_WHAT THE TASK REQUIRES_
Can you return the material word for word, starting with its first line and stopping after the line that contains "[21,0,83,210]"?

_INFORMATION SHOWN_
——

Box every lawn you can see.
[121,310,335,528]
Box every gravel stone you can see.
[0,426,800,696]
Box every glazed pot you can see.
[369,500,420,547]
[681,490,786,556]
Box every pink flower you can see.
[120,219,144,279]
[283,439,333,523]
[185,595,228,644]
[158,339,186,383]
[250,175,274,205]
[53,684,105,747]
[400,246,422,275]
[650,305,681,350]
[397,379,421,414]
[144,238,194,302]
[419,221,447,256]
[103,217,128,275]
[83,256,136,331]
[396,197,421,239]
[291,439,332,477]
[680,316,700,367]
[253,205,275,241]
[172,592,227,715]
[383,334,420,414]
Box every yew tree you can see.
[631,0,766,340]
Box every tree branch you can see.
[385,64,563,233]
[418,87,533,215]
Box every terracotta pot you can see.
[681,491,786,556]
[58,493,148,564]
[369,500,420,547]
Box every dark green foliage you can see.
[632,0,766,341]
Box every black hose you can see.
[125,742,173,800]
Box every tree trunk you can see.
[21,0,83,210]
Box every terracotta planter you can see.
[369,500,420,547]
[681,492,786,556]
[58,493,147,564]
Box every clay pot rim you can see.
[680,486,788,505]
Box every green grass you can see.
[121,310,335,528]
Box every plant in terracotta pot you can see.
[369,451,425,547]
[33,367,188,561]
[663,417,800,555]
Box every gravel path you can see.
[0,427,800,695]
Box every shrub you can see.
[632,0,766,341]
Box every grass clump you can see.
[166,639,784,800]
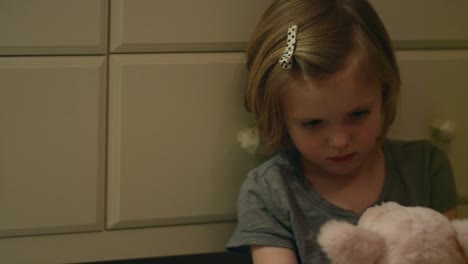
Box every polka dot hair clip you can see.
[279,25,297,70]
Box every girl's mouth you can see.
[328,153,356,162]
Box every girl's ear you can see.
[317,220,385,264]
[452,219,468,259]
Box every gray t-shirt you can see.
[226,140,457,264]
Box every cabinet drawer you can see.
[107,53,266,228]
[0,57,106,236]
[0,0,108,55]
[110,0,272,52]
[391,50,468,200]
[370,0,468,49]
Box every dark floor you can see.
[90,252,252,264]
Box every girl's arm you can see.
[250,246,297,264]
[444,208,458,220]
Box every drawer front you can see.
[0,0,108,55]
[107,53,266,228]
[110,0,272,52]
[0,57,106,236]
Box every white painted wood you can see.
[0,0,108,55]
[0,223,235,264]
[391,50,468,208]
[0,57,106,237]
[107,53,266,228]
[370,0,468,49]
[110,0,272,52]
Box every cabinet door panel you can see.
[110,0,272,52]
[108,53,266,228]
[0,0,108,55]
[371,0,468,49]
[0,57,106,236]
[391,50,468,211]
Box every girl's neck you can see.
[302,147,385,214]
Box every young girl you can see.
[227,0,457,264]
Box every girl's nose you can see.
[328,129,350,150]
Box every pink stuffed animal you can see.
[318,202,468,264]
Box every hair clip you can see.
[279,25,297,70]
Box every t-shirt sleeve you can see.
[226,170,294,252]
[429,141,458,213]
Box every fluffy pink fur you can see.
[318,202,468,264]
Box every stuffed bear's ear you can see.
[317,220,386,264]
[452,219,468,259]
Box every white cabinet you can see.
[110,0,272,52]
[107,53,266,228]
[0,57,106,237]
[0,0,108,55]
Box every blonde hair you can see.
[245,0,400,153]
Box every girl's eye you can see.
[348,110,370,119]
[302,119,323,127]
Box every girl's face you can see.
[282,62,382,176]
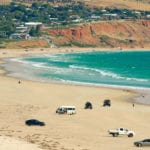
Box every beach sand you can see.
[0,49,150,150]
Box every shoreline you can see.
[0,48,150,105]
[0,49,150,150]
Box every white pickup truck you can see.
[108,128,135,137]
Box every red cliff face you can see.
[46,21,150,47]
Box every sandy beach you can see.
[0,48,150,150]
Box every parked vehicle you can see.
[84,102,93,109]
[25,119,45,126]
[134,139,150,147]
[103,99,111,107]
[56,106,76,115]
[108,128,135,137]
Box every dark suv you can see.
[84,102,93,109]
[25,119,45,126]
[103,99,111,107]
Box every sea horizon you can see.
[1,51,150,89]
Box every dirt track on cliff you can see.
[43,20,150,48]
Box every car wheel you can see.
[113,133,118,137]
[137,143,142,147]
[128,133,133,137]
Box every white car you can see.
[108,128,135,137]
[56,106,76,115]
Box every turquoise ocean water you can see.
[3,51,150,87]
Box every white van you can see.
[56,106,76,115]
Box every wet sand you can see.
[0,49,150,150]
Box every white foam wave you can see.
[69,65,148,82]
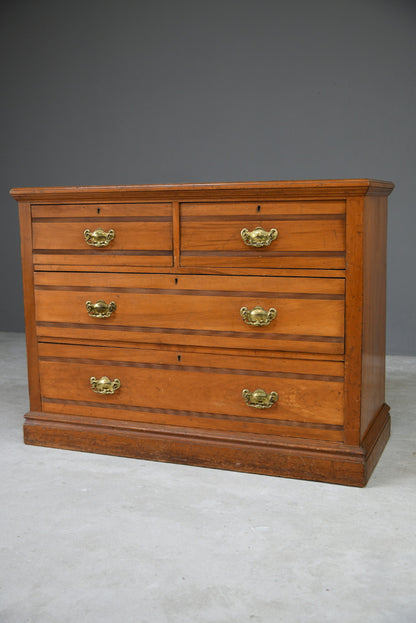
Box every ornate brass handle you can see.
[241,227,279,247]
[240,305,277,327]
[242,389,279,409]
[84,229,116,247]
[85,300,117,318]
[90,376,121,394]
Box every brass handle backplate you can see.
[90,376,121,394]
[84,229,116,247]
[240,305,277,327]
[241,227,279,247]
[85,300,117,318]
[242,389,279,409]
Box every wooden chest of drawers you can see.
[11,179,393,486]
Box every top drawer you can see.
[181,201,345,269]
[32,203,173,266]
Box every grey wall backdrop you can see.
[0,0,416,355]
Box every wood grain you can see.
[11,179,393,486]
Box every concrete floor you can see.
[0,333,416,623]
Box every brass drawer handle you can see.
[85,300,117,318]
[90,376,121,394]
[241,227,279,247]
[240,305,277,327]
[84,229,116,247]
[242,389,279,409]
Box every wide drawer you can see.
[32,203,172,266]
[181,201,345,269]
[35,272,345,354]
[39,344,344,440]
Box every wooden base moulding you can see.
[24,404,390,487]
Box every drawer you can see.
[32,203,173,266]
[181,201,345,269]
[39,344,343,440]
[35,272,345,354]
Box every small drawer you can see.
[181,201,345,269]
[39,344,344,440]
[35,272,345,354]
[32,203,173,266]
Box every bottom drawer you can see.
[39,344,344,441]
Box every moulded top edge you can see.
[10,179,394,202]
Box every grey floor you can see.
[0,333,416,623]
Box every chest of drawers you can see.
[11,179,393,486]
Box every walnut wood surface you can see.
[11,179,393,486]
[35,273,344,353]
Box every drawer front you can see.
[40,344,343,439]
[35,272,345,354]
[181,201,345,269]
[32,203,173,266]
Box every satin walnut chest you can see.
[11,179,393,486]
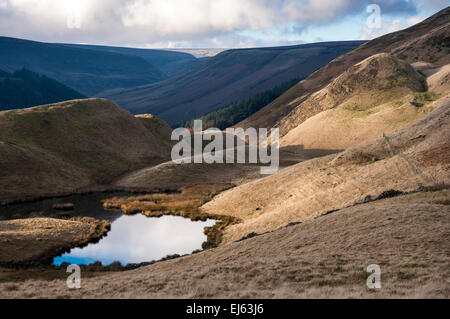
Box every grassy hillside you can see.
[180,79,300,130]
[239,8,450,133]
[280,53,439,150]
[98,41,363,125]
[0,99,170,200]
[0,69,85,111]
[0,37,163,96]
[202,97,450,242]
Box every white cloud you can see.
[0,0,442,47]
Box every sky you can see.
[0,0,450,49]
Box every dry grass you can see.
[202,100,450,243]
[0,191,450,298]
[0,99,170,200]
[103,184,239,249]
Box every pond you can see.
[53,214,216,266]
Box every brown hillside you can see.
[280,53,448,150]
[236,7,450,132]
[203,99,450,242]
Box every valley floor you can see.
[0,189,450,298]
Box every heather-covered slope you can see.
[0,99,170,200]
[98,41,363,125]
[236,7,450,135]
[0,69,85,111]
[0,37,164,96]
[203,97,450,242]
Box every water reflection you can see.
[53,214,215,266]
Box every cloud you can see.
[0,0,442,47]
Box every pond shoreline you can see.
[0,185,239,272]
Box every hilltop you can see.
[98,41,364,125]
[0,37,164,96]
[279,53,441,150]
[0,99,170,200]
[241,7,450,134]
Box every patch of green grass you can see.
[343,104,374,117]
[399,264,428,268]
[411,92,438,107]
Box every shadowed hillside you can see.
[280,53,440,150]
[0,99,170,200]
[0,37,163,96]
[64,44,204,79]
[98,41,364,125]
[0,69,85,111]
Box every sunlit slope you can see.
[280,53,442,150]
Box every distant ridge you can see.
[98,41,364,125]
[239,7,450,135]
[0,37,164,96]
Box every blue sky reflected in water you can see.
[53,214,216,266]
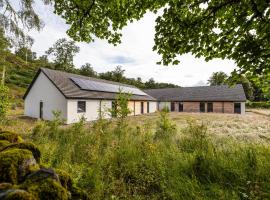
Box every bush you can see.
[0,84,9,120]
[246,101,270,109]
[28,111,270,200]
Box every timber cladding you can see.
[183,102,200,112]
[181,102,234,113]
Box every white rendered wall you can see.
[158,101,171,111]
[24,72,67,120]
[101,100,112,119]
[241,102,246,115]
[67,99,112,124]
[67,99,100,124]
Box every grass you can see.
[2,110,270,200]
[248,108,270,117]
[0,109,270,143]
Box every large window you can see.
[179,102,184,112]
[207,102,213,112]
[171,102,175,112]
[234,103,241,114]
[111,101,117,117]
[200,102,205,112]
[77,101,86,113]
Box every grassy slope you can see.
[2,112,270,200]
[0,53,39,107]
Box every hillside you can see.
[0,53,39,108]
[0,52,179,108]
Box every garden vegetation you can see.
[26,94,270,200]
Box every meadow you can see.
[2,108,270,199]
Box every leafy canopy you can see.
[0,0,50,45]
[51,0,270,91]
[208,72,228,85]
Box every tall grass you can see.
[28,111,270,200]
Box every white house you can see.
[24,68,157,124]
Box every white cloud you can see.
[30,2,235,86]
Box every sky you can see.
[28,1,236,86]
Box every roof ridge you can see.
[40,67,138,90]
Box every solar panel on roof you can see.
[70,77,147,95]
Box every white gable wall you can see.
[24,72,67,120]
[149,101,157,113]
[158,101,171,111]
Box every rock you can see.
[0,189,37,200]
[0,149,39,184]
[19,173,70,200]
[26,168,60,183]
[0,130,89,200]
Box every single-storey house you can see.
[23,68,246,124]
[145,84,246,114]
[23,68,157,124]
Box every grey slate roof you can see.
[24,68,156,101]
[144,85,246,102]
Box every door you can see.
[200,102,205,112]
[179,102,184,112]
[39,101,43,119]
[207,102,213,112]
[234,103,241,114]
[111,101,117,117]
[171,102,175,112]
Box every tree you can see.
[51,0,270,92]
[0,28,10,85]
[99,66,127,83]
[145,78,157,89]
[15,47,37,62]
[237,75,254,101]
[112,65,125,82]
[46,38,80,72]
[0,0,46,45]
[208,71,228,85]
[0,84,10,119]
[79,63,97,77]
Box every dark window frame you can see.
[233,102,242,114]
[77,101,86,113]
[171,102,175,112]
[141,101,144,114]
[207,102,214,113]
[111,101,117,117]
[200,102,205,113]
[178,102,184,112]
[39,101,44,119]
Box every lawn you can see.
[126,109,270,143]
[0,110,270,200]
[0,109,270,143]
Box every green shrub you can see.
[29,112,270,200]
[0,83,10,120]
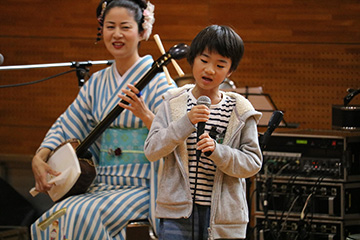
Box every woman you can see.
[31,0,175,239]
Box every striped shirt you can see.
[187,91,236,206]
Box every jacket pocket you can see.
[215,175,249,224]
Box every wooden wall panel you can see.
[0,0,360,154]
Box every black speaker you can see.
[0,178,37,227]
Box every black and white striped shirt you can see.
[187,91,235,206]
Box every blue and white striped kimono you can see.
[31,56,176,240]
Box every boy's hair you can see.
[187,25,244,71]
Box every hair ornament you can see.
[142,2,155,40]
[98,1,107,25]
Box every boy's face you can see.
[192,49,232,90]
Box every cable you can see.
[0,69,76,88]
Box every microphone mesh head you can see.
[196,96,211,107]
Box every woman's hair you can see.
[96,0,148,41]
[187,25,244,71]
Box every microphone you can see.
[260,111,284,149]
[196,96,211,158]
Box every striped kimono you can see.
[31,56,176,240]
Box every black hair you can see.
[187,25,244,71]
[96,0,147,33]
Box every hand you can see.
[31,148,60,192]
[118,84,155,129]
[196,133,216,152]
[188,105,210,125]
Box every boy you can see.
[145,25,262,240]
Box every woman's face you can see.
[103,7,141,59]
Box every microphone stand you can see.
[0,60,114,88]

——

_RESULT FOR THIS TASK_
Box every lawn you can see.
[121,310,335,528]
Box every gravel stone you can see.
[0,426,800,696]
Box every glazed pot you can see.
[369,500,420,547]
[681,490,786,556]
Box every pink flower you can see.
[120,219,144,279]
[283,439,333,523]
[185,595,228,644]
[158,339,186,383]
[250,175,274,205]
[53,684,105,747]
[400,246,422,275]
[650,305,681,350]
[397,379,421,414]
[144,238,194,302]
[419,221,447,256]
[103,217,128,275]
[83,256,136,331]
[396,197,421,239]
[291,439,332,477]
[680,316,700,367]
[253,205,275,241]
[172,592,227,715]
[383,334,420,414]
Box every yew tree you can see.
[631,0,766,340]
Box every tree branch you can see.
[385,64,563,233]
[418,87,533,215]
Box every terracotta pot you can see.
[681,491,786,556]
[58,493,148,564]
[369,500,420,547]
Box every dark green foliage you can see.
[632,0,766,341]
Box every black hose you can see.
[125,742,173,800]
Box every tree trunk you can see.
[21,0,83,210]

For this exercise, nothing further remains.